§ EXERCISE INSTRUCTIONS
Every record that follows should be printed verbatim.

[Dataset entries]
■ ■ ■ ■
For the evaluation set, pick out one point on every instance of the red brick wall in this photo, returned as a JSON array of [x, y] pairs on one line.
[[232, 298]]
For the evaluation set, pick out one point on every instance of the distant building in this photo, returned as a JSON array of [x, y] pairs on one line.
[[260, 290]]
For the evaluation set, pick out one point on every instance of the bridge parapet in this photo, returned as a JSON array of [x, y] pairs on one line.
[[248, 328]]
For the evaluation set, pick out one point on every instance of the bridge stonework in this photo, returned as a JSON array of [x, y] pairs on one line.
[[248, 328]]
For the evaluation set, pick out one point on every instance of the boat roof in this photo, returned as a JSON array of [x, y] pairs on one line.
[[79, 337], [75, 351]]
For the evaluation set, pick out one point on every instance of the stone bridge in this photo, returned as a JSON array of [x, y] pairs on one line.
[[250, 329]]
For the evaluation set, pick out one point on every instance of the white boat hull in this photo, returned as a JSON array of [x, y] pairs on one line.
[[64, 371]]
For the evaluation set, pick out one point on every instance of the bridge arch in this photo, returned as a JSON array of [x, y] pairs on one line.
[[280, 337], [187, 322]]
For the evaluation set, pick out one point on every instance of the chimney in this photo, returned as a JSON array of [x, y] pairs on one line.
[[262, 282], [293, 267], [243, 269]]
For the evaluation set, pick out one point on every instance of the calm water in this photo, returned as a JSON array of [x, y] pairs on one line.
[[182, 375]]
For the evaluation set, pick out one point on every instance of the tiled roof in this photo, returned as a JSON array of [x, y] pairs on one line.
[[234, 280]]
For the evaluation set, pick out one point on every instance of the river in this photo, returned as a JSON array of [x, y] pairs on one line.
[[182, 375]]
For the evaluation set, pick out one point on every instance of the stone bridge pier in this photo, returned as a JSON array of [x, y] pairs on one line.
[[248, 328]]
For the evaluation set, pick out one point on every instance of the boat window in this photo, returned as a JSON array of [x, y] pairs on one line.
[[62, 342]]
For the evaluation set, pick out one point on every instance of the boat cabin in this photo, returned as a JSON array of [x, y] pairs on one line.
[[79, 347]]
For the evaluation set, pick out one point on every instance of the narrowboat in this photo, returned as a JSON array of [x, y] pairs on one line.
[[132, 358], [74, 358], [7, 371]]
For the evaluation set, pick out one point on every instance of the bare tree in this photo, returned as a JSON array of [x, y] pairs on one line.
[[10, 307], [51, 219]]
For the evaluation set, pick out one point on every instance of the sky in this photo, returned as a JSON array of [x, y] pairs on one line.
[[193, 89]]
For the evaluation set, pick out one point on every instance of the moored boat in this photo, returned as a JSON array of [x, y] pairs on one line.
■ ■ ■ ■
§ EXERCISE ANSWER
For the evaluation set, pick out one point on every instance of the red brick wall in this photo, returned as a JSON array of [x, y] pairs on one line.
[[232, 298]]
For the evaluation set, pick out one point on every instance of the distant building in this photo, returned as a JSON array of [x, y] pairs on one line.
[[260, 290]]
For the evaluation set, pick out one point on every instance of the bridge parapet in this photo, returned as a JSON array of [x, y] pairs on one line.
[[248, 328]]
For the evaluation set, pick out one point on every instance of the bridge stonework in this photo, returned as a JSON array of [x, y] pairs on one line.
[[248, 328]]
For the evaluation set, pick out one point on every instance of the boat roof in this photo, returned as a JSON array of [x, y] pairs on one line.
[[79, 337], [75, 351]]
For the evaluation set, pick out one point on every instance of the stone bridge in this photo, returned as a JSON array of [x, y] pairs on one line.
[[250, 329]]
For the evaluation set, pick out one point on every instance of the white boat hull in this photo, returned as a JSON array of [x, y] pairs on one line.
[[64, 371]]
For the evaluation set, pick out one point on every instance of the bridge arch in this photo, returned as a JSON array of [x, y] pairs on one line.
[[280, 337], [187, 322]]
For the evaluation set, pick out one point on every instance of the chimney in this photo, returned as a JSON array of [x, y] pairs on one line.
[[262, 282], [293, 267], [243, 269]]
For the evaluation set, pick out one point on every instance of the calm water in this photo, returned as a JSON array of [x, y] pairs on one line.
[[182, 375]]
For the evaluation set, pick out one point on every instance of the tiled roof in this photo, returned as a JSON array of [x, y] pairs on one line.
[[234, 280]]
For the evaluation set, pick out one point on every instance of the river in this photo, returned as a JSON array of [x, y] pairs on one line.
[[182, 375]]
For the evaluation set, pick out one point on every instance of the stone bridge pier in this photo, returned as a JSON array of [x, y] pairs on one line.
[[248, 328]]
For the evaluation set, pick out one point on every instance of the boat window in this photo, returned as a JSON array of [x, y] pairs on one line.
[[62, 342]]
For the evaluation set, pick out one point on every instance of the boat cabin in this photo, returned as a JSON array of [x, y] pairs on one line.
[[79, 347]]
For the evaluation set, pick out one point on every instance of the narrowboat in this photo, returned as a JSON array of [x, y] pairs on one line.
[[132, 358], [74, 358], [7, 371]]
For the evaluation set, pick out one point on every instance of the bare tree in this photo, returned as a JSON array of [x, y] pairs on one line.
[[10, 307], [51, 219]]
For the evaluation set, pick out one point on every instance of the sky in this photo, returned as a JSON array of [x, y] pairs on one line.
[[193, 89]]
For the evaluation set, pick out one point on every instance of the moored boat in this photo, returned as a JSON array of [x, y] pairs on one line.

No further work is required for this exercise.